**Data for processing**
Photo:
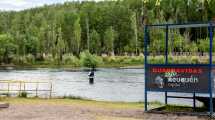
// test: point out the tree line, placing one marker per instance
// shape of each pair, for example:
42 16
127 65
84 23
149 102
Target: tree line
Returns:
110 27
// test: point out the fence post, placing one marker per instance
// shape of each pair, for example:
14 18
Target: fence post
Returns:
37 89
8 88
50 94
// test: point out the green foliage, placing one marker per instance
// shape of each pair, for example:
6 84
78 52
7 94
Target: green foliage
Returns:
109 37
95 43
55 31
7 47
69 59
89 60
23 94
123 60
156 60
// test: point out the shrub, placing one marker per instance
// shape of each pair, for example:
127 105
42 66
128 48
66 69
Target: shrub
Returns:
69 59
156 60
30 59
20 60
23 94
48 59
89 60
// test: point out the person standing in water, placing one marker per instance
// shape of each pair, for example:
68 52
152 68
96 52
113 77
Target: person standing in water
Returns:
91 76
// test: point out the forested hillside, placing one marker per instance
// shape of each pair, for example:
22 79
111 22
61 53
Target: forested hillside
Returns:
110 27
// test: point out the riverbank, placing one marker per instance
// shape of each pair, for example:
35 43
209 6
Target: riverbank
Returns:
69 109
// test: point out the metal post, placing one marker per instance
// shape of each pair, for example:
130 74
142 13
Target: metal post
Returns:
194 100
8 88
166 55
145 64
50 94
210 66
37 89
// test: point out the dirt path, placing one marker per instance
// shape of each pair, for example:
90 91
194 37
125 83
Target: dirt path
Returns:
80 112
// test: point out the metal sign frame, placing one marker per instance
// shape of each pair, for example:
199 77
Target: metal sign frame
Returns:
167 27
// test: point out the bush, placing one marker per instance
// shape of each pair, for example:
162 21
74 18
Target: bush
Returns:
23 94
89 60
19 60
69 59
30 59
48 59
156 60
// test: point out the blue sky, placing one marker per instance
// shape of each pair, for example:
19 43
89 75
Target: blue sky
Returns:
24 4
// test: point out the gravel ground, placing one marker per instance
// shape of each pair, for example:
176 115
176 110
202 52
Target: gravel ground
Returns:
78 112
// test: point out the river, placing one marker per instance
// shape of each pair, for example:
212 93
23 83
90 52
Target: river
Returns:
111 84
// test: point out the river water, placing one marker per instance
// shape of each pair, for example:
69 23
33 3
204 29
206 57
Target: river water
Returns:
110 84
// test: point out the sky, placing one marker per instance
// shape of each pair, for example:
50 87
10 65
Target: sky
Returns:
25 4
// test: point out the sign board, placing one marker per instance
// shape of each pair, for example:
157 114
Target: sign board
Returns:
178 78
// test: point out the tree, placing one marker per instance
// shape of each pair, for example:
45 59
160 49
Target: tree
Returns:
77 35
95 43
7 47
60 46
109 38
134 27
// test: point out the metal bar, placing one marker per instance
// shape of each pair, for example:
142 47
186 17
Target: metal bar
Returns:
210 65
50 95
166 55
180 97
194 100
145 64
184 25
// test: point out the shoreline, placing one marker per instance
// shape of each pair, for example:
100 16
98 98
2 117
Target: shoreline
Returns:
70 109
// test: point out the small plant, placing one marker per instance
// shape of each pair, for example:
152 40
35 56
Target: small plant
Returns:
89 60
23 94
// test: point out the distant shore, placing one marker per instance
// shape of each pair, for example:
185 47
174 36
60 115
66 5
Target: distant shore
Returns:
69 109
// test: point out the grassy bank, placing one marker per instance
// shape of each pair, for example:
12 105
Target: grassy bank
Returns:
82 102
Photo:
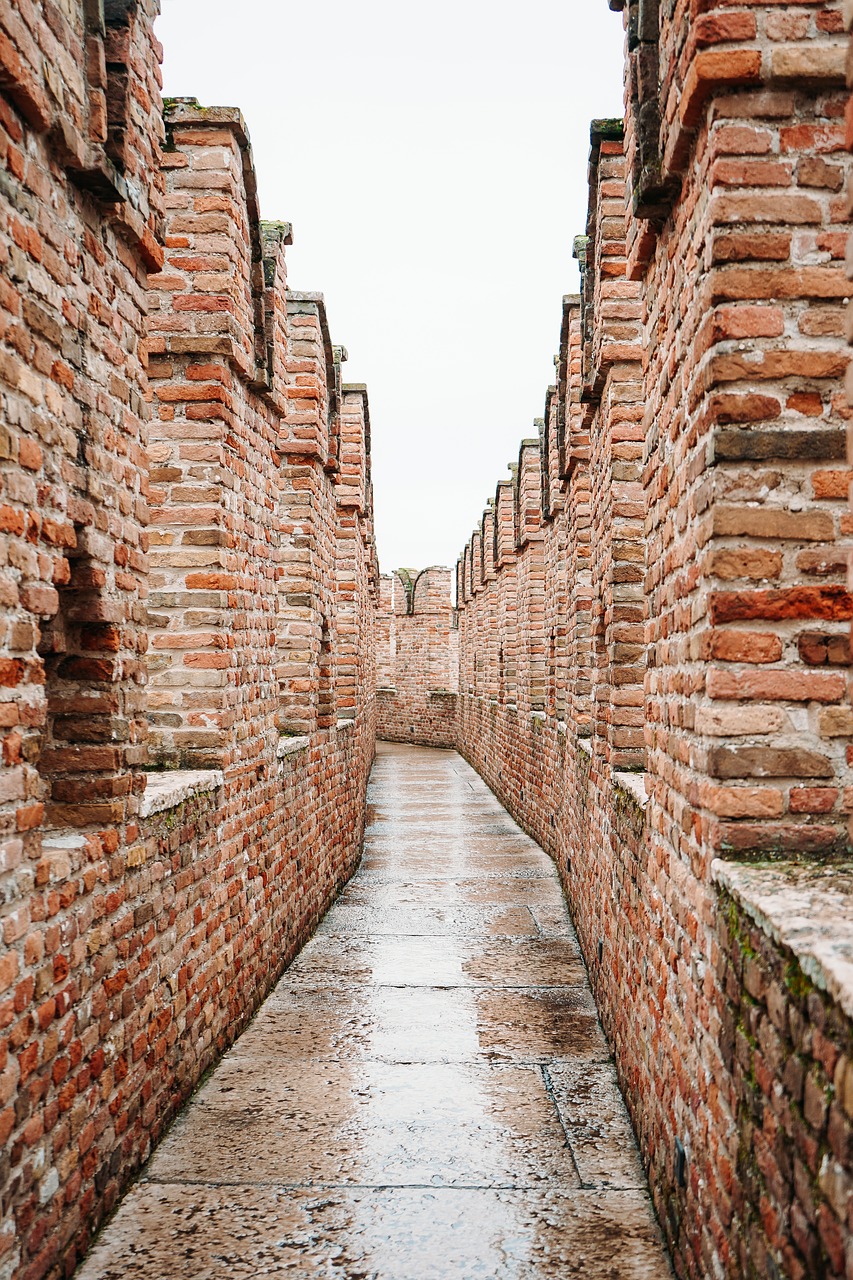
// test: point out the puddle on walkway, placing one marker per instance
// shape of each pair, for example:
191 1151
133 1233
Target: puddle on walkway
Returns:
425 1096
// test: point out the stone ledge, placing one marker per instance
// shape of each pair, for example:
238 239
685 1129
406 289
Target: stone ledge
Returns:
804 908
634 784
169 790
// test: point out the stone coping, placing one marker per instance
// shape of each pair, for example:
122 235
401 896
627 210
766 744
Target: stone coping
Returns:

**Try it**
Copy the entries character for character, excluding any pictures.

**Result for this task**
Photo:
// test: point out the tree line, placing one marker per instance
// shape of each pair, for example:
42 16
127 65
84 23
149 102
Target: tree line
Returns:
110 27
// test: point out the fence post, placing one marker per instance
// shape of each pair, for example:
14 18
Target: fence post
Returns:
37 89
8 88
50 94
// test: point out the green foliage, placing one marker per instance
// shape of each pair, for example:
6 84
78 52
7 94
Target: green foliage
Returns:
109 37
95 43
55 31
7 47
69 59
89 60
23 94
123 60
156 60
// test: point out the shrub, placing one marker per instance
// shape of each pair, for example:
127 105
42 66
128 48
66 69
Target: shrub
Returns:
69 59
156 60
30 59
20 60
23 94
48 59
89 60
// test: point out the person standing in water, placing one marker per instance
// shape of each pair, for example:
68 52
152 68
96 52
113 77
Target: person standing in water
Returns:
91 76
// test: point out the forested hillside, placing one marker per instance
// shape of each pair, for example:
22 79
111 22
61 53
Target: forested hillside
Returns:
110 27
// test: point out the riverbank, placing one marker per instance
// shape of each pair, for example:
35 43
209 6
Target: riverbank
Returns:
69 109
// test: point out the metal post, placing one marker per instance
// shape of each pair, for example:
130 74
142 13
Target: metal post
Returns:
194 100
8 88
166 55
145 64
50 94
210 66
37 89
// test: point out the dirt path, placing one marker per instance
// shape of each pair, for example:
90 91
194 37
125 83
Target: dirt path
Returns:
80 112
// test: point out the metal sign frame, placing one marker per instance
// shape of each pair, for example:
199 77
Target: metal sign frame
Returns:
167 27
// test: point out the bush, placing one marker per instance
// shape of each pair, for example:
162 21
74 18
Target: bush
Returns:
23 94
89 60
19 60
69 59
30 59
48 59
156 60
// test: point out the blue sky, placing one marker per instance
// shape of each pair, for example:
19 43
89 75
Target: blue sky
Returns:
24 4
// test: point out the gravel ground, placing one marker per instance
// shape of each pair, for example:
176 115
176 110
202 52
Target: gravel ground
Returns:
78 112
// test: point out the river, placing one marker per instance
// shape of each pair, for example:
212 93
23 83
90 52
Target: river
Returns:
111 84
// test: point out the river water, placing one marker per instance
// shape of each pair, for example:
69 23
33 3
204 29
206 57
Target: river water
Returns:
110 84
// test: point out the sky, placing one marker per instance
// shape of each pair, for example:
50 87
10 65
Target: sky
Returns:
25 4
// test: point out the sign board, placing one marker per instance
// shape of each pair, for example:
157 114
Target: sign board
Returns:
178 78
// test: point out the tree, placing one marker per instance
// shape of each pair, for example:
45 59
160 49
Target: tree
Returns:
77 35
95 43
7 47
60 46
109 38
134 27
// test: point out the metal bar, placing one marker per instance
// shape of each pair, for example:
142 47
186 17
Target: metal bar
Returns:
210 65
50 95
166 55
180 97
194 100
145 64
184 25
// test: point out the shoreline, placing one marker per instance
// shape of each pair, for example:
100 16
98 98
2 117
Target: shoreline
Returns:
70 109
// test: point out the small plant, placing one marker per instance
// shape of each pair, for example:
152 40
35 56
Target: small plant
Returns:
89 60
23 94
// test: point out the distant shore, placing one marker per instance
// shape of each pair, for example:
185 47
174 36
60 115
66 5
Target: distant shore
Returns:
69 109
// test: point out the grassy bank, placing one marker per instance
// shape of each pair, for example:
12 105
Target: grassy bank
Returns:
82 102
Photo:
// test: point out the puddle on walkway, placing one marker per instance
// shape of each pair, for example:
191 1151
133 1233
Target: puddle on walkway
Returns:
425 1096
// test: point out the stone ledge, placing one marker per instance
// shape of each pair, for example:
238 239
685 1129
406 289
Target: stone ledge
Returns:
804 908
634 784
169 790
// test: point out the stone coping, placing one marker per instance
// shape of each pair, for example:
122 235
401 896
627 210
766 744
Target: stone coping
Returns:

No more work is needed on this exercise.